> EXTRACTED MATERIAL
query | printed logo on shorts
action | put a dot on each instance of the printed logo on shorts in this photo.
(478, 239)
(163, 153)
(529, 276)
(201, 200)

> GOAL
In the entries, switch "shorts" to "trunks" and leave everything else unchanged.

> RESULT
query | printed logo on trunks
action | put a dot on each instance of the printed logo on trunks in this photo.
(478, 239)
(163, 153)
(529, 276)
(201, 200)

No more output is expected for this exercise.